WORK ITEM: Lines with the word "shadow" are the answer; copy each of them from the data below.

EXTRACTED ENTRIES:

■ ■ ■ ■ ■ ■ ■

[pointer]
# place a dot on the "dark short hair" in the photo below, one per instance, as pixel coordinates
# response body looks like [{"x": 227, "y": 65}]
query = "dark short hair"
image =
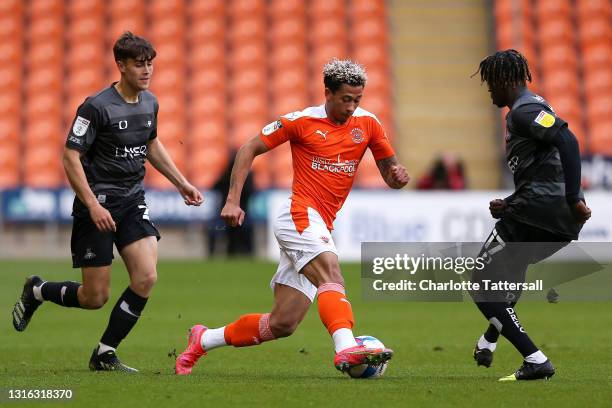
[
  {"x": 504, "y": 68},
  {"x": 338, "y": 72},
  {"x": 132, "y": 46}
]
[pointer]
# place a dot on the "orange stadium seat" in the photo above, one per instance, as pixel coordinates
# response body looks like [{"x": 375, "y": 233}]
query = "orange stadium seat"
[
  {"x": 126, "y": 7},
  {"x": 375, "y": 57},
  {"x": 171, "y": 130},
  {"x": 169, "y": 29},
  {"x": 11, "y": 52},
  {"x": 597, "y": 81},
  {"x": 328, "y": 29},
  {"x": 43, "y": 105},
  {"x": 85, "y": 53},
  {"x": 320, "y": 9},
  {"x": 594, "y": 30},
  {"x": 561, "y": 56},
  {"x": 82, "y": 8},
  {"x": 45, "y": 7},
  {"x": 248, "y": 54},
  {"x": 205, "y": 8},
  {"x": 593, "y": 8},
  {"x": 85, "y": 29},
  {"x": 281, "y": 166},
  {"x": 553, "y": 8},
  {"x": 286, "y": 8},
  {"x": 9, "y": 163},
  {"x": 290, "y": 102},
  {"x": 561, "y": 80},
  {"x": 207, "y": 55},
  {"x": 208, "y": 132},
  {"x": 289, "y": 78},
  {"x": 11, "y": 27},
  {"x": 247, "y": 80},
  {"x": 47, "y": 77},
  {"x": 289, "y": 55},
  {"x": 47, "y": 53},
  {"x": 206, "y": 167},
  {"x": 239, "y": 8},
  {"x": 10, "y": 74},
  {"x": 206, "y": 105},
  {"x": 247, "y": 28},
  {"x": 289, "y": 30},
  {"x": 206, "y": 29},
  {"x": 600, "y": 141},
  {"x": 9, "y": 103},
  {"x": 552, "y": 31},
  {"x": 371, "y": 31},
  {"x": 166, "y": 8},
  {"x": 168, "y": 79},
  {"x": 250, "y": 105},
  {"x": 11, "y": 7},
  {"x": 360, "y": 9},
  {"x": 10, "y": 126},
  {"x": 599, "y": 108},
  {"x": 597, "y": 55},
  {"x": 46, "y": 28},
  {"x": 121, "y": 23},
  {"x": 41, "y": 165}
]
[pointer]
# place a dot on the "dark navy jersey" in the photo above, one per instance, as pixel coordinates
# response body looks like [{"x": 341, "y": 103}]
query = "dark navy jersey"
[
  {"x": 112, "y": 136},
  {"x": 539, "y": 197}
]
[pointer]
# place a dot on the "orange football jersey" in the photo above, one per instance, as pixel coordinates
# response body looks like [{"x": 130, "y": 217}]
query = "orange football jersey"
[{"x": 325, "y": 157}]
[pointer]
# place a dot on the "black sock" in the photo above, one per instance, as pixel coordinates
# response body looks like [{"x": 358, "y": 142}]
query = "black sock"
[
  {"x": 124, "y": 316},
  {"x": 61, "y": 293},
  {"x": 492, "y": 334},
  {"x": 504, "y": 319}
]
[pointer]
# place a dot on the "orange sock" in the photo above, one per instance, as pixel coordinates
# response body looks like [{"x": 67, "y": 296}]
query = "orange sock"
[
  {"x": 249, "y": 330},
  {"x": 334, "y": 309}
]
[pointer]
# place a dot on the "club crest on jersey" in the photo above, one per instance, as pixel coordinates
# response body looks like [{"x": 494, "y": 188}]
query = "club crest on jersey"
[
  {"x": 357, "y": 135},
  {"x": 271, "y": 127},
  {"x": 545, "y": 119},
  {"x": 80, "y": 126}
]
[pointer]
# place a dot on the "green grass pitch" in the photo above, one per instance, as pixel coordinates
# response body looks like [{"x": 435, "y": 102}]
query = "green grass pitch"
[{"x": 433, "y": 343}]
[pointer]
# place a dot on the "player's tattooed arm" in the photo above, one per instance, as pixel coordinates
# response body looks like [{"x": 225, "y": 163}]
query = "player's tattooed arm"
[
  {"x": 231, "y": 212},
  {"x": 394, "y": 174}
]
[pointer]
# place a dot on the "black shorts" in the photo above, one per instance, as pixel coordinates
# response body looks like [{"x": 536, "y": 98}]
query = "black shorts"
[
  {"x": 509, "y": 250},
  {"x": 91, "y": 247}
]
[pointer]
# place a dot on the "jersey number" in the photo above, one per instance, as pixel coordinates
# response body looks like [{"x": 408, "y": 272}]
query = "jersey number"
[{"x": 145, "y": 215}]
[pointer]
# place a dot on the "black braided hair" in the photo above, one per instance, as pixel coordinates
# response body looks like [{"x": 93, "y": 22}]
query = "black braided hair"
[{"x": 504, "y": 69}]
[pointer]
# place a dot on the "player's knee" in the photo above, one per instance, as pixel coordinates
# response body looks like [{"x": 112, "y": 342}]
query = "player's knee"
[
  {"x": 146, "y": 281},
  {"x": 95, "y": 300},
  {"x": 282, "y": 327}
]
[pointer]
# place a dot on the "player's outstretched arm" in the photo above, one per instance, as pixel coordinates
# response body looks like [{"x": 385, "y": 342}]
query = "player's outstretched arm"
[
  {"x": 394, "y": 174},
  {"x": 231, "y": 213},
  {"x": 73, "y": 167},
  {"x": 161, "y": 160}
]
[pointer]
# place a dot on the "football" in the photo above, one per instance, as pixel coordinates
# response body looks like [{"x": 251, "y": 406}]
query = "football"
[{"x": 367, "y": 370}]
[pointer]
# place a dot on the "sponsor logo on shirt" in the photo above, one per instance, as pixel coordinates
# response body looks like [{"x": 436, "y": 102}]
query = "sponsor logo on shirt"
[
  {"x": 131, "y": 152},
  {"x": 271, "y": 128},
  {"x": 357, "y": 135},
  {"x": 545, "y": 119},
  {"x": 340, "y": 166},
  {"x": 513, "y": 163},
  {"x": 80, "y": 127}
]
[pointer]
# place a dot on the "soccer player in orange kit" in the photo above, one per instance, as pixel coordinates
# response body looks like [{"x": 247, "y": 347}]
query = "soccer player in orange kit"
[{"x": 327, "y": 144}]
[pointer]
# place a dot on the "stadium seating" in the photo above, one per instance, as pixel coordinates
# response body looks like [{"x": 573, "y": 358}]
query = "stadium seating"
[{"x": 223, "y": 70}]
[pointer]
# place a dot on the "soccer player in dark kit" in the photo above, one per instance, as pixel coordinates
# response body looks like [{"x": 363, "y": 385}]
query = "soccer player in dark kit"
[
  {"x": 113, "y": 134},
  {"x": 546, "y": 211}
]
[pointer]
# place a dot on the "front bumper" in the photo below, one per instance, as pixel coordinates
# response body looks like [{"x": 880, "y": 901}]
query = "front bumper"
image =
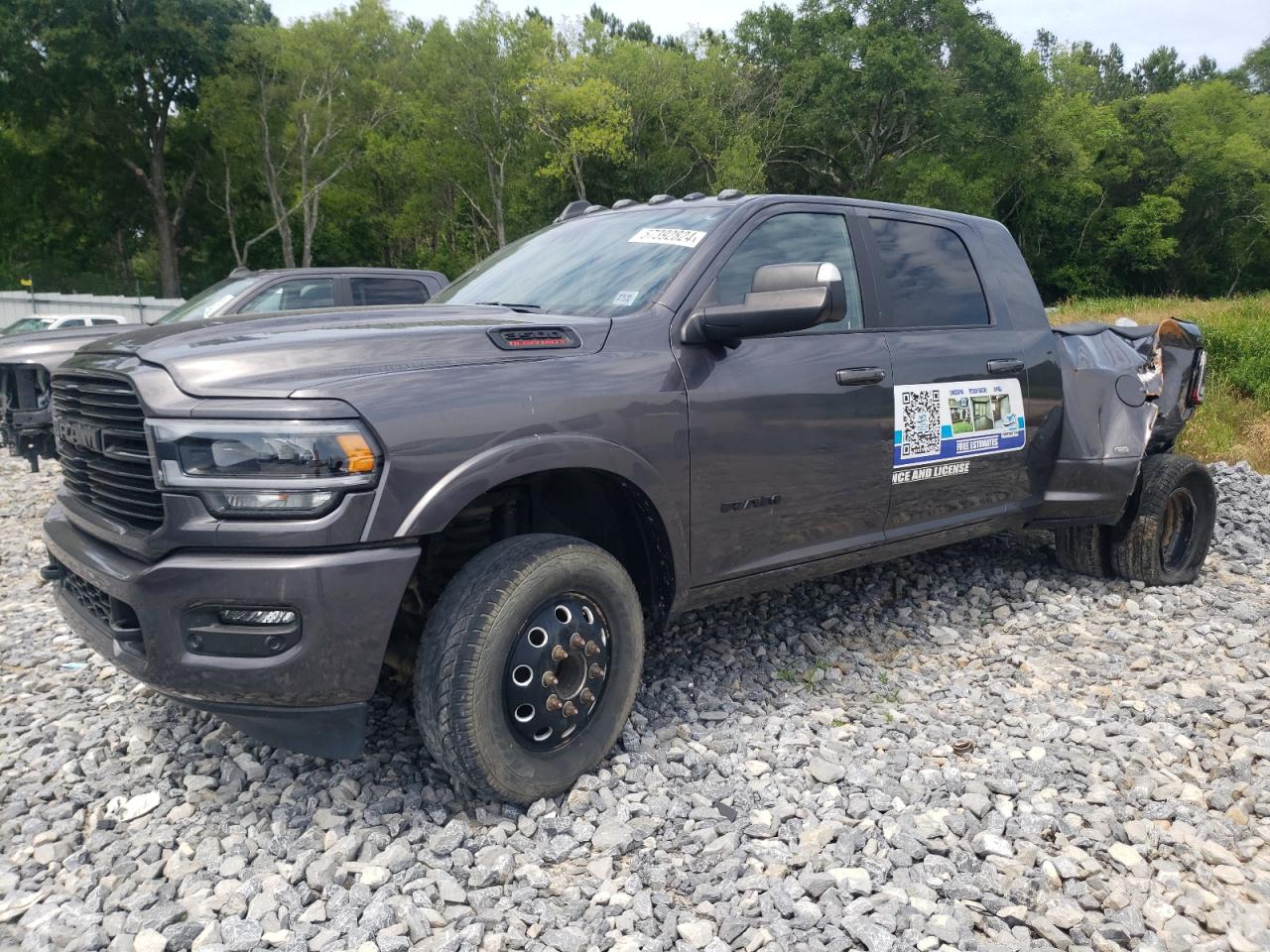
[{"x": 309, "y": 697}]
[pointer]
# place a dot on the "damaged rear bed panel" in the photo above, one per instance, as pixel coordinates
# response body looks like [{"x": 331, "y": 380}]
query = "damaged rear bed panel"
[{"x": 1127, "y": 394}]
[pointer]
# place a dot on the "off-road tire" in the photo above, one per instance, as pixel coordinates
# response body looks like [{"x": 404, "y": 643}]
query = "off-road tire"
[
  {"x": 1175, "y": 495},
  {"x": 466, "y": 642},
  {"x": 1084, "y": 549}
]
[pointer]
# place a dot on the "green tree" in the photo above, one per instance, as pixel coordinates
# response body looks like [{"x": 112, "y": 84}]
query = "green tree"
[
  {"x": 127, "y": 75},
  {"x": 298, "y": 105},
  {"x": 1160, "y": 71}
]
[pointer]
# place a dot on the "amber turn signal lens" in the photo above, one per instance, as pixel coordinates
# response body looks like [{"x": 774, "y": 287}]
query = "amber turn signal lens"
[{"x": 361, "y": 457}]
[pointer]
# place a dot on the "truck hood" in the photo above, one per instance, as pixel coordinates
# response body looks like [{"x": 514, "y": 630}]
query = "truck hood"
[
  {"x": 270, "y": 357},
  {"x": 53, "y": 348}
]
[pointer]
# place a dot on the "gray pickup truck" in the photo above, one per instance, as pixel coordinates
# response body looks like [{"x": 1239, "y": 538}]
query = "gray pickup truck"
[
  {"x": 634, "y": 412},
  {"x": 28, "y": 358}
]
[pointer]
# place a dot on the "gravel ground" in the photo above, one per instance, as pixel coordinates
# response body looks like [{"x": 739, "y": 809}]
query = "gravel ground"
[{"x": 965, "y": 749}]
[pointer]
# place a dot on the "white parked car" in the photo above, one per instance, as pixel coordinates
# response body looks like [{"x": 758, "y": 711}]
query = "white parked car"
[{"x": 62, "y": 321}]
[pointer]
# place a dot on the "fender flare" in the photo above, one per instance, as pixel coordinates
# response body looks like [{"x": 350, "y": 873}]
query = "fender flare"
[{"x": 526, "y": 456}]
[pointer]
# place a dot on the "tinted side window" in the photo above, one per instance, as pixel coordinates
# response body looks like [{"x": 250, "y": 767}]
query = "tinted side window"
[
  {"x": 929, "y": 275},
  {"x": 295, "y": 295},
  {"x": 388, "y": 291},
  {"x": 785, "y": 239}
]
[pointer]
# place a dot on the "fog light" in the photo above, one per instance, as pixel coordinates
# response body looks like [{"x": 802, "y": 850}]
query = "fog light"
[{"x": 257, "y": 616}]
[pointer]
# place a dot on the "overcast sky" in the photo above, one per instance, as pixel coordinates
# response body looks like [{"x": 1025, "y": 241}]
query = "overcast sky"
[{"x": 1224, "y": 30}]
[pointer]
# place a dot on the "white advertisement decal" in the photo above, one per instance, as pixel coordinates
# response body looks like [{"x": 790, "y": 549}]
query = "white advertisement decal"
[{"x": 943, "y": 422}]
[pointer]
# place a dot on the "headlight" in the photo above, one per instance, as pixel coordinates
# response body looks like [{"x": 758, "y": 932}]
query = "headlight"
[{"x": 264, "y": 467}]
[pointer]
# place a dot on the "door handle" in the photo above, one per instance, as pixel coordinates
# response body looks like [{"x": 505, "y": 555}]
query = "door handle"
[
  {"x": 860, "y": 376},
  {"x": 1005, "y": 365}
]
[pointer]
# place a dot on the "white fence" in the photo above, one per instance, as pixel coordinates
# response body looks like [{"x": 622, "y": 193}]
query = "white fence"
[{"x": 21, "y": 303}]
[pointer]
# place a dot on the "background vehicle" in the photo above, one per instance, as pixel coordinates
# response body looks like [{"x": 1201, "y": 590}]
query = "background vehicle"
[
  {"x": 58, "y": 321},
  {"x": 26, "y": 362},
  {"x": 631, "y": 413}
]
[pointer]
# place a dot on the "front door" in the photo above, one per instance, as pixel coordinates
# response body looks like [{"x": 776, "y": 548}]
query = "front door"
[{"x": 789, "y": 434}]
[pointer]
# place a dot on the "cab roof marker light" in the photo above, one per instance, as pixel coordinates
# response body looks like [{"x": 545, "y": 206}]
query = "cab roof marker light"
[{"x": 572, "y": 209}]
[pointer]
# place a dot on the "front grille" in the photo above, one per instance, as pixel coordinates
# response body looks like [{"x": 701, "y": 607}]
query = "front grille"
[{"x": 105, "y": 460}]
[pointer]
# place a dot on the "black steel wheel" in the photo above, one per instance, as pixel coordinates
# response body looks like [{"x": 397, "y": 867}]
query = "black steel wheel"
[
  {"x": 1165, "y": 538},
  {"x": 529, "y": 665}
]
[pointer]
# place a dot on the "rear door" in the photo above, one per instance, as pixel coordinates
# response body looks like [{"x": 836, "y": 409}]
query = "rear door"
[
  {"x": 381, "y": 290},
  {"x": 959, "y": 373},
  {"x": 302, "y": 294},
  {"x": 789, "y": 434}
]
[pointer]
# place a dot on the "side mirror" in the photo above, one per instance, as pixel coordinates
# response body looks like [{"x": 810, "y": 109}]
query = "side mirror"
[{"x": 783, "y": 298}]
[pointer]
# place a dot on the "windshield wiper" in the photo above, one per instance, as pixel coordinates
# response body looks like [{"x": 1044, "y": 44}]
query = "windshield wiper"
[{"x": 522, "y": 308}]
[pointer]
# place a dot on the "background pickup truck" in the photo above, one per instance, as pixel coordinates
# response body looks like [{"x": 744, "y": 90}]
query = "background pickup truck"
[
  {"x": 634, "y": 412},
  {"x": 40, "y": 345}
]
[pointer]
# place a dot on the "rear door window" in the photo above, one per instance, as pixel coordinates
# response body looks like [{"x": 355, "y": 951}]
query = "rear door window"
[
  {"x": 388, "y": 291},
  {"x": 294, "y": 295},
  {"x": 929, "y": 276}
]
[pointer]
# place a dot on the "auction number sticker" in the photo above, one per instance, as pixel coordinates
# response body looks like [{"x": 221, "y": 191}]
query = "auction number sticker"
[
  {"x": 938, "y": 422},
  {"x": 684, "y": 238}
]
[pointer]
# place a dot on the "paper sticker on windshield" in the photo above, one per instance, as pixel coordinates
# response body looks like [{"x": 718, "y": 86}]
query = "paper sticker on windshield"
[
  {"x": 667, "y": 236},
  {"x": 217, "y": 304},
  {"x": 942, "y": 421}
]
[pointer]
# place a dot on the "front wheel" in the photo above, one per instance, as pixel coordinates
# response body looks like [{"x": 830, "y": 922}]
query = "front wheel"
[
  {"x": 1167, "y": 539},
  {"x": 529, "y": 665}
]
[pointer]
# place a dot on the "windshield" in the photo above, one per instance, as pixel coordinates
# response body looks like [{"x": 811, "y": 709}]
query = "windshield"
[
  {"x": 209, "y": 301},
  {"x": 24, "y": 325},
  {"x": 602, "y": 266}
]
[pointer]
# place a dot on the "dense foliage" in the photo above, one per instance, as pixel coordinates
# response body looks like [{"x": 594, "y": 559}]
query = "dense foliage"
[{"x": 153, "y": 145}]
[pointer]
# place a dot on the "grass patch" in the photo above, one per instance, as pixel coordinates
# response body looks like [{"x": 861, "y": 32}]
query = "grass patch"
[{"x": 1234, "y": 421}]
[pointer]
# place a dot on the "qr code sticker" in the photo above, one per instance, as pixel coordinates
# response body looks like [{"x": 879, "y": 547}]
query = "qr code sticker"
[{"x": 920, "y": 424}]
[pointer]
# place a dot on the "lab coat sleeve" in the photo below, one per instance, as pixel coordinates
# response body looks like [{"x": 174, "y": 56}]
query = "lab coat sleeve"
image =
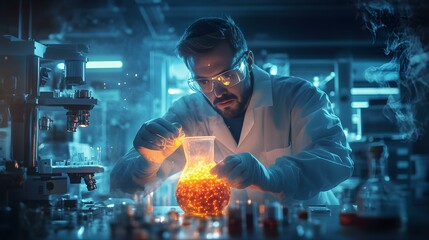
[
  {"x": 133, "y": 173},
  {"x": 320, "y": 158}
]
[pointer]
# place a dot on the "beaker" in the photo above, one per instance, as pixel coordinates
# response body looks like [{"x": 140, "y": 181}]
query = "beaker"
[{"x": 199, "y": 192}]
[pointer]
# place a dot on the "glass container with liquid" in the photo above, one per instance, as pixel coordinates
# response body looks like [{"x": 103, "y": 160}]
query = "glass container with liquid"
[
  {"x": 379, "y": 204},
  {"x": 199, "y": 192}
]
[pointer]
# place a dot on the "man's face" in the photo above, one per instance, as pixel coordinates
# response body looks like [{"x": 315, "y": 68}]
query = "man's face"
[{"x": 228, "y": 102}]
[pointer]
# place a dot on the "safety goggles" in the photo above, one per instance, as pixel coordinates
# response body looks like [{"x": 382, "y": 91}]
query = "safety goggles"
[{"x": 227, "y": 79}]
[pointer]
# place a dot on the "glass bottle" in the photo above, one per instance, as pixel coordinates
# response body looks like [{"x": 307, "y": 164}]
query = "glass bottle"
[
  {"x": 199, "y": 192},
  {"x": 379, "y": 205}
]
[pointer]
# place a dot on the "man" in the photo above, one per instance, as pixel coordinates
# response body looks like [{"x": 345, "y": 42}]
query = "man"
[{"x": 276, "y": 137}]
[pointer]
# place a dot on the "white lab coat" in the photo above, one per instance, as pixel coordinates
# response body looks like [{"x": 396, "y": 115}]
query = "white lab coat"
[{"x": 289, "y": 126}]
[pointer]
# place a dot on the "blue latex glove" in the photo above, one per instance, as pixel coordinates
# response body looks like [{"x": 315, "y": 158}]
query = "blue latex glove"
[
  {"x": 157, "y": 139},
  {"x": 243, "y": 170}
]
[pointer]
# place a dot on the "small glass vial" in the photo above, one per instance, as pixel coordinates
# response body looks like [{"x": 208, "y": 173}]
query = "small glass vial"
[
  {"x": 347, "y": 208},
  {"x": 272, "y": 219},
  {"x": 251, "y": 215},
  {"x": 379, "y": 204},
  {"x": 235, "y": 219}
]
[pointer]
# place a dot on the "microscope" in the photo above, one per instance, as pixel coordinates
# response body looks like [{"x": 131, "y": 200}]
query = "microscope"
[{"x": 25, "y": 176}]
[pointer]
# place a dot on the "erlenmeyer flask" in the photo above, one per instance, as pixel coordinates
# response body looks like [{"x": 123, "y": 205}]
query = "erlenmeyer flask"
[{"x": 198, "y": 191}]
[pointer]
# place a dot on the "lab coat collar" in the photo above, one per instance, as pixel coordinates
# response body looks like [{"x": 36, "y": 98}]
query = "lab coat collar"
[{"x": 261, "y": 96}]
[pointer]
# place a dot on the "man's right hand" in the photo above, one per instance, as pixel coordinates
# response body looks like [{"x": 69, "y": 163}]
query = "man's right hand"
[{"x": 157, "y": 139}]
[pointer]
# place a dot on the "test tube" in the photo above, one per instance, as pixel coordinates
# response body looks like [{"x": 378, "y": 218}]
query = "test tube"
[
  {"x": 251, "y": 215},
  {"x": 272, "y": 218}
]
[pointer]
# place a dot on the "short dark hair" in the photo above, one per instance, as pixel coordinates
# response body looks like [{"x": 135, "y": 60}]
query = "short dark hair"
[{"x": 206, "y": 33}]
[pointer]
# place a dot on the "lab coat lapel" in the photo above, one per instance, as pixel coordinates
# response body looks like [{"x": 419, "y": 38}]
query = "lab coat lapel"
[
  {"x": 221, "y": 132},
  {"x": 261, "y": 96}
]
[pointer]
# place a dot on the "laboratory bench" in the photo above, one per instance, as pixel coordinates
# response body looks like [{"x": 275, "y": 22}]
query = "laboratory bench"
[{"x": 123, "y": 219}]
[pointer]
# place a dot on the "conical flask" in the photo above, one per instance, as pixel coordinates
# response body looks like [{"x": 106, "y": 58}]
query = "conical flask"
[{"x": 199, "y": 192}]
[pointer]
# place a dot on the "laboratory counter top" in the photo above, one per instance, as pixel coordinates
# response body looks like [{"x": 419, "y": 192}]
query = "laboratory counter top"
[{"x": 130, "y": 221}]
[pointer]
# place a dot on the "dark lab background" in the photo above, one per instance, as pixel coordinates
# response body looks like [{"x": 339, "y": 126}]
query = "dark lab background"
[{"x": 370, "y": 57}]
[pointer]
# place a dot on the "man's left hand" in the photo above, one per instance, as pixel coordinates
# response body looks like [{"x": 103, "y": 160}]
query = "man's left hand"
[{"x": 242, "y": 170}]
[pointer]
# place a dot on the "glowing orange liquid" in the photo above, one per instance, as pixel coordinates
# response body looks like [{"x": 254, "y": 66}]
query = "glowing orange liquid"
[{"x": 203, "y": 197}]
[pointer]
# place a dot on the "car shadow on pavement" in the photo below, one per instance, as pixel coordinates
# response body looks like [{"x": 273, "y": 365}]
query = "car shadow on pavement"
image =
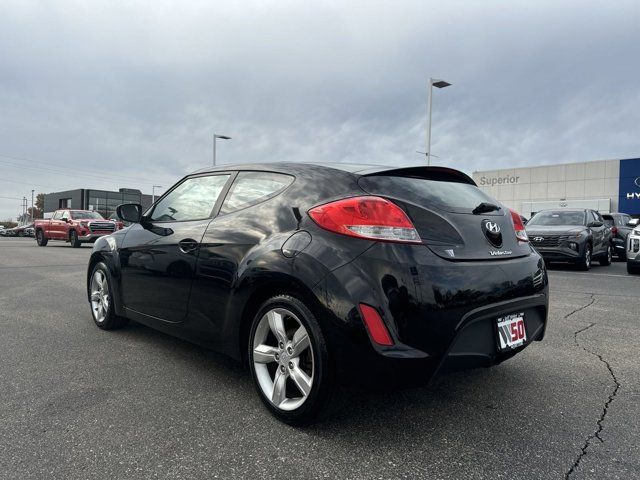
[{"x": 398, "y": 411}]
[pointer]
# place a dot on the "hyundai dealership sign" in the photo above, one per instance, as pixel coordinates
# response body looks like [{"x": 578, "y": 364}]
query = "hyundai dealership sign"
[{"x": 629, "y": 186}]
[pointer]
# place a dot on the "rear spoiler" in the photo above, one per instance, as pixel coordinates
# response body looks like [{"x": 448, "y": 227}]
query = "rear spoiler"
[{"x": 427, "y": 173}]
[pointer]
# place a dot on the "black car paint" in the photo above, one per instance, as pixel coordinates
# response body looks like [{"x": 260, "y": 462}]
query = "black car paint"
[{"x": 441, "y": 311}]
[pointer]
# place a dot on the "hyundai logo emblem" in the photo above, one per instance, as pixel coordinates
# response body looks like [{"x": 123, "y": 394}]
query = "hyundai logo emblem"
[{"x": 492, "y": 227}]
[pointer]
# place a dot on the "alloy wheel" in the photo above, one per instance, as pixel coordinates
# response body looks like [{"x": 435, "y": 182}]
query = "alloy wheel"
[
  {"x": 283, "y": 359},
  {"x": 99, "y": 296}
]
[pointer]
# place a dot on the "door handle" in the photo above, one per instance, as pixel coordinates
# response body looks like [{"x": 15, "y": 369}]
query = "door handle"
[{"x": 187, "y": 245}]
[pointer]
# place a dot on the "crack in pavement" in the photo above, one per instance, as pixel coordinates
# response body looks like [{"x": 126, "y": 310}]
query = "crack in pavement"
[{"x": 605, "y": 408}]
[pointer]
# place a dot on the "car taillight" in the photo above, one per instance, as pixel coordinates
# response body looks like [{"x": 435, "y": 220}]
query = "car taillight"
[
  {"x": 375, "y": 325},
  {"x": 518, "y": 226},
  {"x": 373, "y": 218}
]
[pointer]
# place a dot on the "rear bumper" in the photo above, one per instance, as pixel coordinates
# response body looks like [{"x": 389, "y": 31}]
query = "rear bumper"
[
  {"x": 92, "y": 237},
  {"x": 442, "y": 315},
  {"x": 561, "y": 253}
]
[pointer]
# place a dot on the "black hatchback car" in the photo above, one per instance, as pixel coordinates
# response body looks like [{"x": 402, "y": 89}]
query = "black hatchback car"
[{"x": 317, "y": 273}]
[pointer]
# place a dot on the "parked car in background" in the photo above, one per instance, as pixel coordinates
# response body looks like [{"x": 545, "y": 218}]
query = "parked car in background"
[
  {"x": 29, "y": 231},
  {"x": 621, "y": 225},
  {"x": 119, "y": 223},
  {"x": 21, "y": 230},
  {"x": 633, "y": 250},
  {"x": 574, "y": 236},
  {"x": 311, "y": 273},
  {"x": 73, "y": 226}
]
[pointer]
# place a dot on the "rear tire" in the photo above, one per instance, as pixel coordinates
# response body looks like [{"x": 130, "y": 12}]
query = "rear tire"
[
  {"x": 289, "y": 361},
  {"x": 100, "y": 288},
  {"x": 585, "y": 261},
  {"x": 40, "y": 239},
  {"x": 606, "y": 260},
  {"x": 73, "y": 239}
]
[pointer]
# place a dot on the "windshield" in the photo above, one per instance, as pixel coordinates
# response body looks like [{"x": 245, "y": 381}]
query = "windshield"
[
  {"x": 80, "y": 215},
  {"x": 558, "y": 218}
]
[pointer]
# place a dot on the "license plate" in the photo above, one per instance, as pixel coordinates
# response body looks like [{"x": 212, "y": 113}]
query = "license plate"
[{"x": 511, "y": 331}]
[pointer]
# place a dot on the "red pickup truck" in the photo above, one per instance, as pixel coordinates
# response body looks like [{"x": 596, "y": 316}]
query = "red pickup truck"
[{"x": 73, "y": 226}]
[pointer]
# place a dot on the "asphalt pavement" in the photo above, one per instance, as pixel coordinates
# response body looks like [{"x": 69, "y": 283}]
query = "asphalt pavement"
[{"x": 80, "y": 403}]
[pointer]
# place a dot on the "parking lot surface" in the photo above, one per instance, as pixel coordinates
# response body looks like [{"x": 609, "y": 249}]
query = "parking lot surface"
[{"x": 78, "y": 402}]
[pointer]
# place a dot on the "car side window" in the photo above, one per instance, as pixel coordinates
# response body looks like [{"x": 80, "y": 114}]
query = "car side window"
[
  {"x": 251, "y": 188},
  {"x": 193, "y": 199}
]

■ ■ ■ ■ ■ ■ ■

REPLY:
# place a dot on the "car shadow on pavement" in the photo below, one per instance, as pixel coordinates
query = "car shadow on pavement"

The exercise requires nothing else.